_DOCUMENT SEGMENT_
------------------------------------------------

Berlin Film Review: ‘Genesis’
A surfeit of visual style, however impressive, works against the narrative energy in Hungarian drama “Genesis,” the sophomore feature from Magyar Roma writer-director árpád Bogdán (“A Happy New Life”). Comprised of three over-stretched, tenuously connected tales about racially motivated violence in contemporary Hungary, the film also suffers from feeling slightly past its sell-by date, since the real-life events that inspired it, the 2008-’09 attacks against the Roma community, have been covered in other films such as Bence Fliegauf’s 2012 Berlinale competition prizewinner “Just the Wind.” But for festival audiences without such context for comparison, the condemnation of entrenched racism will still pack a punch.
Chapter one focuses on Ricsi (Milán Csordás), a Roma boy who lives in an isolated village among his extended family. Surrounded by forests, fields, bonfires, and barking dogs, it’s a location that barely looks as if it belongs to the 20th century, much less the 21st. In an open square, men hack apart freshly slaughtered animals and share the pickings. In contrast, the school where Ricsi travels by bus seems to exist in a different time zone altogether. There, the children learn English by repeating “My mother is a doctor, my father is a policeman.” The irony is overwhelming as Ricsi’s father has just been sentenced to two years in prison for the paltry crime of stealing wood.
The central event connecting the stories is the firebombing of Ricsi’s house and the slaughter of his relatives, an incident the boy barely survives. It’s a crime foretold through whispers and glimpses of newspaper articles about murders in other Roma villages, but in Bogdán’s editing structure, the investigative aftermath is a bit long in coming. Instead, the second (and most interesting) chapter focuses on Virág (Enik? Anna Illési), an energetic, hearing-impaired high school girl with a talent for archery and the courage of her convictions.
Virág has more than the usual teen turmoil going on her life. Her parents are separated and it’s implied that she has been abused by her father. Moreover, she’s just discovered that she’s pregnant by her older boyfriend Misi (Tamás Ravasz), a former special forces serviceman now in charge of a hellacious dog kennel, where the vicious canines are dying of a mysterious illness. But Misi doesn’t seem to be great father material — he’s somehow involved with the Roma murders.

------------------------------------------------

_ENTRIES SUPPLIED_

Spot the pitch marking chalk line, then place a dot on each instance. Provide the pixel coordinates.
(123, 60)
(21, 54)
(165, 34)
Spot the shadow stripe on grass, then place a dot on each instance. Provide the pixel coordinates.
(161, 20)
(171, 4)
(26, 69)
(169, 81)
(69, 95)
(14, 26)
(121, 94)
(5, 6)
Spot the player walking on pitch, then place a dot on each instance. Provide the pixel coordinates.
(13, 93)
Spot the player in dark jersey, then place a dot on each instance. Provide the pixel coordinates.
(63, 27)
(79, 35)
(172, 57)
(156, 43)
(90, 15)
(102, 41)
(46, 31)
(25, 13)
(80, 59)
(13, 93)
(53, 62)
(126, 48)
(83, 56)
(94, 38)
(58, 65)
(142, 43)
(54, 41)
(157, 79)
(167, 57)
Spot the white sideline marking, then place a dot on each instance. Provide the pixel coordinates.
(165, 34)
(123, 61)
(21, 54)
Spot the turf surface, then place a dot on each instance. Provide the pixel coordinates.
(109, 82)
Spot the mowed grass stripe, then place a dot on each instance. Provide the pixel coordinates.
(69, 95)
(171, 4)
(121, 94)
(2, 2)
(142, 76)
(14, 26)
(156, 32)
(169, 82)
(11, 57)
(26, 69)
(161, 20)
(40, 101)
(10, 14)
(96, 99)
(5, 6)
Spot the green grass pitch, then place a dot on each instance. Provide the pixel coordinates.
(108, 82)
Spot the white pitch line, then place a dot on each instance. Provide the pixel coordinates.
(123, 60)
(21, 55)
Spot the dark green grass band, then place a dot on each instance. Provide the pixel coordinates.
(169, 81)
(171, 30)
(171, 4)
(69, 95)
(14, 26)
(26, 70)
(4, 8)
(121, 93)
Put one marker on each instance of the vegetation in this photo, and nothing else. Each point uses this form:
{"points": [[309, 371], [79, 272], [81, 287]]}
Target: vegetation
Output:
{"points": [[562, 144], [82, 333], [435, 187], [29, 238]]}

------------------------------------------------

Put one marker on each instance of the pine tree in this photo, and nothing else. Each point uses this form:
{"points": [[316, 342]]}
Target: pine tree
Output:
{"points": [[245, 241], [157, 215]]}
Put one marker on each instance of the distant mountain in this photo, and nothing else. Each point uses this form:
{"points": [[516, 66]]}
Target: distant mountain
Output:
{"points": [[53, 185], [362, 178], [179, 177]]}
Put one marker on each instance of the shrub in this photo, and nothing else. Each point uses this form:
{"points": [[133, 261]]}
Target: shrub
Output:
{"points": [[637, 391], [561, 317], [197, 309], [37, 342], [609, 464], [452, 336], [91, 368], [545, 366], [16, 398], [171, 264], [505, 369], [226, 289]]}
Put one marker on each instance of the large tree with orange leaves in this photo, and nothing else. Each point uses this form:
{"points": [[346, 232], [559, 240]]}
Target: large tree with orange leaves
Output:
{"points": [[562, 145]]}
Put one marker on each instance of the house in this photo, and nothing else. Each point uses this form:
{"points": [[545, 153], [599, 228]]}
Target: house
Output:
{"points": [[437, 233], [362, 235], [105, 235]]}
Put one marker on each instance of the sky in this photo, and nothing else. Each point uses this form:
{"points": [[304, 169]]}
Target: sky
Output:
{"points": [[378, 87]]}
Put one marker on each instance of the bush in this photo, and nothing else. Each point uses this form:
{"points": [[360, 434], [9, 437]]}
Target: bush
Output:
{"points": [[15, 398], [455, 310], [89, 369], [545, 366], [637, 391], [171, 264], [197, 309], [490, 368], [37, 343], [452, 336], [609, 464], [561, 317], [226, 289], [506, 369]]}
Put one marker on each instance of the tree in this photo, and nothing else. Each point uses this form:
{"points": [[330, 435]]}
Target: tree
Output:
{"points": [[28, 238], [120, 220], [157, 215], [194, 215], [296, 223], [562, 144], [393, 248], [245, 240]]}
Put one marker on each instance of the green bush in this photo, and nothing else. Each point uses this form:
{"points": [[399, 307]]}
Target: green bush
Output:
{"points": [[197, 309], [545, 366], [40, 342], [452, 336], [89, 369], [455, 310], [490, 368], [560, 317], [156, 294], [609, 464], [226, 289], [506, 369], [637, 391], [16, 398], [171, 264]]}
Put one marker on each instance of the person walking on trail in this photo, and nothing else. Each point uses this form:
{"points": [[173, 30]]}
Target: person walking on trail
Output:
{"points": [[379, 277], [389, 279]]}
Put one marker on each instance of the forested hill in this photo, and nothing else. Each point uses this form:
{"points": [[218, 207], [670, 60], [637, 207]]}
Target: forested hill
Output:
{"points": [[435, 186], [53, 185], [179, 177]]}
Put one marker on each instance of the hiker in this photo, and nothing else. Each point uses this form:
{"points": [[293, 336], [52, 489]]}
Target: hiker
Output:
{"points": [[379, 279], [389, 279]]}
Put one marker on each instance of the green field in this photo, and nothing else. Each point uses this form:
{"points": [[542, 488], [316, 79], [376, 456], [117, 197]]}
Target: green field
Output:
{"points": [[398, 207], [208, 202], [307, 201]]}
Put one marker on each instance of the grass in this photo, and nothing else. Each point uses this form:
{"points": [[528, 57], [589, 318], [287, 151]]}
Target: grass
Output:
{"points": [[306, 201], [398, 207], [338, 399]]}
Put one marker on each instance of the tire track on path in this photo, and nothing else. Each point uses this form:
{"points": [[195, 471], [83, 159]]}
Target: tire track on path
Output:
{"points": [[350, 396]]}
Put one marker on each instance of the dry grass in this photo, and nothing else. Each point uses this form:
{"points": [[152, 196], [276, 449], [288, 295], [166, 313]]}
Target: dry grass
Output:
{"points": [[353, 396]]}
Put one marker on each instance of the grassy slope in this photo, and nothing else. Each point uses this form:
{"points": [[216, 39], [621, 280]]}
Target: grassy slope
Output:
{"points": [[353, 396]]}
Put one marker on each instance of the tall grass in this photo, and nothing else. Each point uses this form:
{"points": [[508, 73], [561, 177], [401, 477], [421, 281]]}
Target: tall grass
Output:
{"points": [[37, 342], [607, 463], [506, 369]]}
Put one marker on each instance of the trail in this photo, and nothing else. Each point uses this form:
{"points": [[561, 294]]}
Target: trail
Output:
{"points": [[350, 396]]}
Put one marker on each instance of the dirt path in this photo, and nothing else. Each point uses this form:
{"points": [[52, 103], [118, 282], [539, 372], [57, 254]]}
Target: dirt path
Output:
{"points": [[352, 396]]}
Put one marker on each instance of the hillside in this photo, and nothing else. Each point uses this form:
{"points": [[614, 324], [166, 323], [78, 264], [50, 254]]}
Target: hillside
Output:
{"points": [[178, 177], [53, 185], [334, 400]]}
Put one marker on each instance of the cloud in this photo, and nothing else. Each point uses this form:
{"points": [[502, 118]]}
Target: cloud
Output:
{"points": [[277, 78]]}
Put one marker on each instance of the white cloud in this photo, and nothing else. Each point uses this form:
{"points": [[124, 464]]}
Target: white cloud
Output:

------------------------------------------------

_ASSIGNMENT 1_
In the review of "Genesis" above, for what crime was Ricsi's father sentenced to prison?
_ASSIGNMENT 2_
Print everything in the review of "Genesis" from "Chapter one focuses" down to "of stealing wood.", without changes.

_ANSWER BOX 1_
Stealing wood.

_ANSWER BOX 2_
Chapter one focuses on Ricsi (Milán Csordás), a Roma boy who lives in an isolated village among his extended family. Surrounded by forests, fields, bonfires, and barking dogs, it’s a location that barely looks as if it belongs to the 20th century, much less the 21st. In an open square, men hack apart freshly slaughtered animals and share the pickings. In contrast, the school where Ricsi travels by bus seems to exist in a different time zone altogether. There, the children learn English by repeating “My mother is a doctor, my father is a policeman.” The irony is overwhelming as Ricsi’s father has just been sentenced to two years in prison for the paltry crime of stealing wood.